#### [Stated task]
Are you able to quote each entry exactly as written?
:::
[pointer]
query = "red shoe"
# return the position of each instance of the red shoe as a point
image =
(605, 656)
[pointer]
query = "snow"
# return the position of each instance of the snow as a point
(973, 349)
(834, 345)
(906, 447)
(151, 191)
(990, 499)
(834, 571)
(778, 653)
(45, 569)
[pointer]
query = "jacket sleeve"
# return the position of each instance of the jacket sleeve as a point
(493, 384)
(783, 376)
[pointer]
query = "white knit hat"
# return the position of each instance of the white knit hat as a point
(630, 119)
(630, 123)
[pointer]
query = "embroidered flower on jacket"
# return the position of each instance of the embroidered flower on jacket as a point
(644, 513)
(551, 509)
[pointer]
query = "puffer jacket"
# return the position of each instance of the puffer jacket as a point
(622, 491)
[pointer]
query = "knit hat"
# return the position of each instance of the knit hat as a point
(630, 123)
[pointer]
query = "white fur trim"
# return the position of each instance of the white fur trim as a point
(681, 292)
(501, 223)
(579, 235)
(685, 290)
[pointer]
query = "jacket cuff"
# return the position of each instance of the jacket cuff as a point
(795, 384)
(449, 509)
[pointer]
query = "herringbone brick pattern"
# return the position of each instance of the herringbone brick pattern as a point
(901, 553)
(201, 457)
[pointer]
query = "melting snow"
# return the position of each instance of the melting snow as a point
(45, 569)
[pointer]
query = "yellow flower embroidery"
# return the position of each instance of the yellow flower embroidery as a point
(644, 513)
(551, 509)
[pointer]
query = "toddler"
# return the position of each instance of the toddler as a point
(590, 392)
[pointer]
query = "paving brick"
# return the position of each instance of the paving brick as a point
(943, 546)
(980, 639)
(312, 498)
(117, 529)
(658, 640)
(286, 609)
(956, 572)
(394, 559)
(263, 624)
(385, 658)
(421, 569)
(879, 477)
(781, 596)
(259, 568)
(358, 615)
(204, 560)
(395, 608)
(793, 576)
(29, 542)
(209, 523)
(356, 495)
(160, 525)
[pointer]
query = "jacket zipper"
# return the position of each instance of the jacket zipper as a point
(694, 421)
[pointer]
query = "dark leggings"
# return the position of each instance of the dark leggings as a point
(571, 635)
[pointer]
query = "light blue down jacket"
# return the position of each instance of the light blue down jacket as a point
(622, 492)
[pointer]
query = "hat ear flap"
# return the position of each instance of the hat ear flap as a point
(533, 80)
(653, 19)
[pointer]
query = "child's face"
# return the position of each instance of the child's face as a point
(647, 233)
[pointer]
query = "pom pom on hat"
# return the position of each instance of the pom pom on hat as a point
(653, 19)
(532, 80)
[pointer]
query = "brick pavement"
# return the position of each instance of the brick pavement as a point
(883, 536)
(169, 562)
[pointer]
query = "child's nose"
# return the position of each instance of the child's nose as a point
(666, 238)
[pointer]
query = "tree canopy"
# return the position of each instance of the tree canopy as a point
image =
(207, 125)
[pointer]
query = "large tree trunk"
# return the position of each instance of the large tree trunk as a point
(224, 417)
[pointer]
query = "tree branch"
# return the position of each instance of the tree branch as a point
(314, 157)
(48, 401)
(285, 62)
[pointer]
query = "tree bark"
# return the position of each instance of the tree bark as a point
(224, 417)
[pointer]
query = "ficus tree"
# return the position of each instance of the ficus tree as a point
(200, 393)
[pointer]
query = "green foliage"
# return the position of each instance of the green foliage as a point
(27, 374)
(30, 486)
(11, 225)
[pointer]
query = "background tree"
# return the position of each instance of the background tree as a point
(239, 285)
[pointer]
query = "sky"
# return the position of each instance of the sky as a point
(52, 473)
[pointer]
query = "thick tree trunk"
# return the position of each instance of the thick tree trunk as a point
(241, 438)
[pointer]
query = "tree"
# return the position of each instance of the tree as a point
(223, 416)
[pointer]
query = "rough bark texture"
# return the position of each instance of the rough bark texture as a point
:::
#### [Solved problem]
[pointer]
query = "red shoe"
# return the position of each instance of the red shoe as a point
image =
(605, 656)
[pointer]
query = "snow"
# return the position of each instance of the snow as a point
(973, 349)
(834, 345)
(906, 447)
(151, 191)
(990, 499)
(834, 571)
(778, 653)
(45, 569)
[pointer]
query = "jacket sleeve"
# return the position of each instance of the jacket sleeve as a point
(493, 384)
(783, 376)
[pointer]
query = "white knit hat"
# return the position of each instance of the white knit hat as a point
(630, 119)
(630, 123)
[pointer]
query = "embroidered flower on jacket"
# return the position of each instance of the embroidered flower on jacket as a point
(644, 513)
(551, 509)
[pointer]
query = "puffer jacket"
# return the position of each instance of the puffer jacket as a point
(622, 491)
[pointer]
query = "knit hat"
# return the position of each instance of the knit hat as a point
(630, 123)
[pointer]
query = "white fur trim"
# return the position of each instance of the white fur trim as a point
(681, 292)
(501, 223)
(579, 235)
(685, 290)
[pointer]
query = "jacket cuff"
# return the position of each instance of the jacket cuff as a point
(795, 384)
(449, 509)
[pointer]
query = "herringbone brick pattern"
# return the position of each instance of the herringbone brick pattern as a point
(901, 553)
(201, 457)
[pointer]
query = "melting snow"
# return the position of each instance of the melting snow as a point
(45, 569)
[pointer]
query = "yellow flower embroidery"
# return the position of each instance of the yellow flower embroidery as a point
(644, 513)
(551, 509)
[pointer]
query = "toddler"
# return the position of each instance of the toddler as a point
(590, 392)
[pointer]
query = "paving brick"
# return the position of each instance of the paving brick as a point
(943, 546)
(980, 639)
(312, 498)
(117, 529)
(658, 640)
(286, 609)
(956, 572)
(394, 559)
(263, 624)
(385, 658)
(421, 569)
(879, 477)
(781, 596)
(259, 568)
(358, 615)
(204, 560)
(395, 608)
(793, 576)
(29, 542)
(209, 523)
(356, 495)
(160, 525)
[pointer]
query = "jacket zipper"
# return the position of each instance of the jacket zipper as a point
(694, 421)
[pointer]
query = "dark leggings"
# return the position of each instance of the dark leggings as a point
(571, 635)
[pointer]
query = "light blue down jacket"
# return the position of each instance of the light blue down jacket as a point
(622, 492)
[pointer]
query = "hat ear flap"
# return the position of each instance of the hat ear flap as a point
(533, 80)
(653, 19)
[pointer]
query = "child's face"
# return the position of each instance of the child's face as a point
(647, 233)
[pointer]
query = "pom pom on hat"
# return the position of each instance of the pom pom on hat as a point
(653, 19)
(532, 80)
[pointer]
query = "brick pavement"
# return the position of each instance of the brick pavement as a point
(883, 536)
(169, 562)
[pointer]
query = "child's nose"
# return the position of each instance of the child's nose as a point
(666, 238)
[pointer]
query = "tree canopy"
# return the position of each instance of the tree canopy as a point
image =
(207, 125)
[pointer]
query = "large tree trunk"
# return the position of each instance of the large tree trunk as a point
(224, 417)
[pointer]
query = "tree branch"
# return the position of each instance of the tree branch as a point
(314, 157)
(48, 401)
(285, 62)
[pointer]
query = "tree bark"
# return the position of each instance of the tree bark as a point
(224, 417)
[pointer]
query = "ficus tree"
# return the position of each instance of the ficus tree as a point
(200, 393)
[pointer]
query = "green foliage"
# return the position of each instance of the green foliage as a point
(27, 374)
(30, 486)
(11, 225)
[pointer]
query = "background tree"
# return the position of each instance of the background tree as a point
(239, 285)
[pointer]
query = "sky"
# return the position of each instance of the sky as a point
(52, 473)
[pointer]
query = "thick tree trunk"
# return the position of each instance of the thick tree trunk as a point
(241, 438)
[pointer]
query = "tree"
# return the position of each instance of the tree as a point
(223, 416)
[pointer]
query = "rough bark texture"
# return the position of each instance of the rough bark texture as a point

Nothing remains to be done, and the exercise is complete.